--- Written instruction ---
Write out the whole listing, matching it exactly.

☆ ☆ ☆

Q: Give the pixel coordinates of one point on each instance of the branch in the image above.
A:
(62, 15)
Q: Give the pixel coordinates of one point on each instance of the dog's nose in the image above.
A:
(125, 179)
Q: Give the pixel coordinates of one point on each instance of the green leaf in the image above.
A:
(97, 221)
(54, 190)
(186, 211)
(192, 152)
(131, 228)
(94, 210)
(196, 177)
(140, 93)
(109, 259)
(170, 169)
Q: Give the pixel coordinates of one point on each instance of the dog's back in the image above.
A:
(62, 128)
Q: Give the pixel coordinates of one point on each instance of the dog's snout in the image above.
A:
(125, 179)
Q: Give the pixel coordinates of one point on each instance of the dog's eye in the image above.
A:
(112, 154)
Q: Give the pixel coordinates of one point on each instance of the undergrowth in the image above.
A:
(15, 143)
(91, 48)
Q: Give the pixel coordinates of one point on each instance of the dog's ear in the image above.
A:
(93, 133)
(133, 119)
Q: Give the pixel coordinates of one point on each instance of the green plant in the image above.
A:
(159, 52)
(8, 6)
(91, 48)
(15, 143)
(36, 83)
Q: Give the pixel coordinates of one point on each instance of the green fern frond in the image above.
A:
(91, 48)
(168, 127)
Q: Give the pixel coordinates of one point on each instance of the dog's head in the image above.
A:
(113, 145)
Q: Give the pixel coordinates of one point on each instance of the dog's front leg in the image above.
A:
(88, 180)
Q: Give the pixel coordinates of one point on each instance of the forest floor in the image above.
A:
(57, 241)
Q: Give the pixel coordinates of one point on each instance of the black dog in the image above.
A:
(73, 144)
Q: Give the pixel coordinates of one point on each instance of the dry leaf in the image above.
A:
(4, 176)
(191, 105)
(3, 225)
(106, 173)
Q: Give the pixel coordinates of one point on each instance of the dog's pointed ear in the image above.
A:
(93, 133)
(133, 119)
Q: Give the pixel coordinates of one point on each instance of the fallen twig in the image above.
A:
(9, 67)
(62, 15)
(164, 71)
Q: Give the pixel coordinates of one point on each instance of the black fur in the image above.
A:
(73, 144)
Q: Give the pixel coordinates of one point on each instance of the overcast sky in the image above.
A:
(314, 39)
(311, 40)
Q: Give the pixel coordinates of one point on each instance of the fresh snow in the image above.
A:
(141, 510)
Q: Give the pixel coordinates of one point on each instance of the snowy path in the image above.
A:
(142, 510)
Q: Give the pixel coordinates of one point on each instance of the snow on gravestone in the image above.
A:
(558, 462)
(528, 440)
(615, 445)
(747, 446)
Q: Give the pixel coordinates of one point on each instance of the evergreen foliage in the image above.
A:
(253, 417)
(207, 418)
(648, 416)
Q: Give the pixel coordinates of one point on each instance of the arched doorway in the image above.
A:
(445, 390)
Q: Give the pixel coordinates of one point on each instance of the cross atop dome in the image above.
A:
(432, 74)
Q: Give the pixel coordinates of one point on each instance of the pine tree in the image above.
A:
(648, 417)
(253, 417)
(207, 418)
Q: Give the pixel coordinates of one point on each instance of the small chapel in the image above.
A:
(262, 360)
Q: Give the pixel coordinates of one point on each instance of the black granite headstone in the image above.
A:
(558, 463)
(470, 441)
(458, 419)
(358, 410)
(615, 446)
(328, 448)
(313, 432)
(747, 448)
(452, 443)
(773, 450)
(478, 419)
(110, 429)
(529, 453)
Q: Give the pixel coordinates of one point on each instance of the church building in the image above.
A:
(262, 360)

☆ ☆ ☆

--- Output of the exercise ---
Q: Give the pixel coordinates of one point on each instance of the branch in the image above.
A:
(62, 15)
Q: Give the pixel coordinates of one point on each instance of the dog's nose in the image above.
A:
(125, 179)
Q: Give the pixel coordinates of one point on each instance of the green leaf in the image above.
A:
(97, 221)
(54, 190)
(186, 211)
(192, 152)
(131, 228)
(94, 210)
(196, 177)
(140, 93)
(109, 259)
(170, 169)
Q: Give the pixel coordinates of one point on each instance of the dog's back in the image above.
A:
(62, 128)
Q: Give the pixel coordinates of one point on each instance of the dog's snout in the image above.
A:
(125, 179)
Q: Give the pixel coordinates of one point on each instance of the dog's eye in the image above.
A:
(112, 154)
Q: Give the pixel coordinates of one point on each instance of the undergrowth in the image above.
A:
(15, 143)
(91, 48)
Q: Give the pixel coordinates of one point on each instance of the dog's ear in the image above.
A:
(93, 133)
(133, 119)
Q: Give the pixel coordinates of one point on each instance of the green plant in the image above.
A:
(159, 52)
(8, 6)
(91, 48)
(15, 143)
(36, 83)
Q: Give the pixel coordinates of one point on each instance of the green fern frond in the image above.
A:
(91, 48)
(168, 127)
Q: Give the pixel coordinates of one point on each instance of the dog's head in the image above.
A:
(113, 145)
Q: Give the pixel coordinates of one point on each instance of the dog's front leg in the image above.
A:
(88, 180)
Q: Give the pixel coordinates of one point on each instance of the forest floor in the image above.
A:
(57, 241)
Q: Give the pixel coordinates of one point on each instance of the black dog in the image above.
A:
(73, 144)
Q: Give the pixel coordinates of one point on each instance of the dry leaf in the image above.
A:
(4, 176)
(191, 105)
(3, 225)
(106, 173)
Q: Give the pixel coordinates of one point on each instance of the dog's pointed ear in the image above.
A:
(93, 133)
(133, 119)
Q: Give the pixel coordinates of one point on each instance of the fallen twig in the image above.
A:
(9, 67)
(62, 15)
(164, 71)
Q: Give the pixel coordinates of one point on each instance of the black fur in the image above.
A:
(73, 144)
Q: Give the pixel coordinates of one point on each instance of the overcast sky in the image above.
A:
(314, 39)
(311, 40)
Q: Give the pixel coordinates of one point on each instance of the fresh snow in the image above.
A:
(141, 510)
Q: Give the pixel coordinates of one point on each instance of the snowy path in the image above.
A:
(142, 510)
Q: Give the pixel coordinates of one point on each instance of the snow on gravestone in the image above.
A:
(558, 462)
(528, 440)
(615, 445)
(747, 446)
Q: Give the pixel coordinates of one point on each instance of the evergreen foliage in the image above.
A:
(253, 417)
(207, 418)
(648, 416)
Q: Give the pixel coordinates of one point on each instance of the arched doorway in the image above.
A:
(445, 390)
Q: Give the pixel coordinates of one point on each instance of the cross atop dome in the image above.
A:
(432, 74)
Q: Give the pixel coordinates of one point on each instance of the pine tree in the image above.
A:
(648, 417)
(253, 417)
(207, 418)
Q: Give the pixel coordinates of one point on each instance of the small chapel in the image above.
A:
(262, 360)
Q: Give the pixel coordinates of one point on each instance of the black granite headstone in the image above.
A:
(558, 463)
(470, 441)
(458, 419)
(358, 410)
(615, 446)
(328, 448)
(313, 432)
(747, 448)
(452, 443)
(773, 450)
(478, 419)
(110, 429)
(529, 453)
Q: Give the pixel coordinates of one point on each instance of the church building in the image above.
A:
(262, 360)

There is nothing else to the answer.